Rename "innermost point" to "most central point" everywhere it appears in the records, then give the records again with nothing else changed.

━━━ Supplied data

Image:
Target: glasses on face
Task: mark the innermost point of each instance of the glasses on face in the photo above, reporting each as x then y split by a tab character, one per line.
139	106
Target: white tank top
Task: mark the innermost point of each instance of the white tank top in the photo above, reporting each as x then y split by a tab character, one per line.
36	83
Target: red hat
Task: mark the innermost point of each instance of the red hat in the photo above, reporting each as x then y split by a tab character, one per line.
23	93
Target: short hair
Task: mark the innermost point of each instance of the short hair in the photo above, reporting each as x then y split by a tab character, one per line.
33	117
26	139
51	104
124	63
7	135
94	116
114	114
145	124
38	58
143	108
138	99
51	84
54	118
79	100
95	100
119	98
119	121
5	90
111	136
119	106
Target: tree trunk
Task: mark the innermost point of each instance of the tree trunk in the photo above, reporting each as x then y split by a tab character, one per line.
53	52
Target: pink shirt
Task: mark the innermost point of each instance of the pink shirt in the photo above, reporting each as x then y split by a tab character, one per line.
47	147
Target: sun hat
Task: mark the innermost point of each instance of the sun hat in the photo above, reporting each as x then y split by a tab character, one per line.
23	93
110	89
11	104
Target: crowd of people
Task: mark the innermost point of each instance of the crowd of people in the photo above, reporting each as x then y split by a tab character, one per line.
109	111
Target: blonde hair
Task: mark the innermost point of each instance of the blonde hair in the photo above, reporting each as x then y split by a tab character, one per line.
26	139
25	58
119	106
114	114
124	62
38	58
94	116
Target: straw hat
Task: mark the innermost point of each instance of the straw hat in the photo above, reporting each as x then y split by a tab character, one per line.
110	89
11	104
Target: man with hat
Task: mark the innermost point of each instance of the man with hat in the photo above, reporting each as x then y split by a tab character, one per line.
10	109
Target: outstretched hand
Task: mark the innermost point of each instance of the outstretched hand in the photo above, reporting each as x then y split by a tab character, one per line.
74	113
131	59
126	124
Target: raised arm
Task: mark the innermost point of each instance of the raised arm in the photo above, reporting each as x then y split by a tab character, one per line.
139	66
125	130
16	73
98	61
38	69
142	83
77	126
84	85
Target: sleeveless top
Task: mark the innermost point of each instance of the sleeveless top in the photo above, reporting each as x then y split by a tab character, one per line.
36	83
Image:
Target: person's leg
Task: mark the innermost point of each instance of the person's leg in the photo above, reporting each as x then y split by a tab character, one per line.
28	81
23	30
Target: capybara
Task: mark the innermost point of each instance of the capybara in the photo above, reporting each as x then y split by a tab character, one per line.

━━━━━━

• _Task output_:
Image:
Target: glasses on face
Task: mark the most central point of each instance of the glasses on face in the photo above, reporting each as x then y split by a tab character, one per line.
139	106
Target: white tank top
Task: mark the most central point of each instance of the white tank top in the photo above, reporting each as x then y split by a tab character, one per line.
36	83
Target: red hat
Task: mark the most central point of each instance of the red hat in the photo above, reporting each as x then y split by a tab character, one per line.
23	93
Target: short hair
Task: mark the most central point of each instance of the short hair in the photo above, reporting each as x then y split by a tab character, one per line.
33	117
26	139
51	104
124	63
7	135
94	116
114	114
145	124
38	58
143	108
138	99
51	84
54	118
79	100
95	100
119	98
119	121
5	90
111	136
119	106
Target: tree trunk
Task: mark the most central point of each instance of the tree trunk in the photo above, reporting each as x then y split by a tab character, one per line.
53	52
Target: pink shirt
Task: mark the most central point of each instance of the pink shirt in the photo above, reporting each as x then y split by a tab character, one per line.
47	147
Target: sun hat
Task: mark the most central point of each instance of the sun hat in the photo above, reporting each as x then y split by a tab character, one per line.
23	93
110	89
11	104
Target: crowd of people
Task: mark the most central point of each instance of the crowd of people in the photo above, reporting each as x then y split by a tab character, one per line.
109	111
Target: blonde hair
Task: mark the most central point of each instance of the blonde hair in the photo above, reporting each as x then y split by a tab character, one per line.
26	139
25	58
119	106
114	114
124	62
38	58
94	116
Target: straw hat
Task: mark the most central point of each instance of the straw hat in the photo above, reporting each as x then y split by a tab character, one per line.
110	89
11	104
Target: man with hat
Task: mark the most central point of each instance of the man with hat in the photo above, reporting each as x then y split by a tab character, one per line.
10	109
Target: outstretched hand
Task: mark the most central point of each instance of the outstretched hand in the photo above, reporting each as x then y split by a tab character, one per line.
74	113
131	59
126	124
Target: raised arm
Task: mark the most central point of each instance of the raised arm in the photo above, reporting each as x then y split by a tab character, one per line.
139	66
125	130
16	73
98	61
38	69
142	83
77	126
84	85
Target: sleeveless top
Task: mark the most central point of each instance of the sleeveless top in the photo above, reporting each as x then y split by a tab character, one per line.
36	83
Image:
Target: person's leg
Task: mark the most central point of each instance of the person's leg in the photo above, reporting each as x then y split by a tab character, one per line.
28	81
23	30
Target: capybara
Task: mark the most central point of each instance of the capybara in the photo above, reporting each as x then y split by a tab character, one per line.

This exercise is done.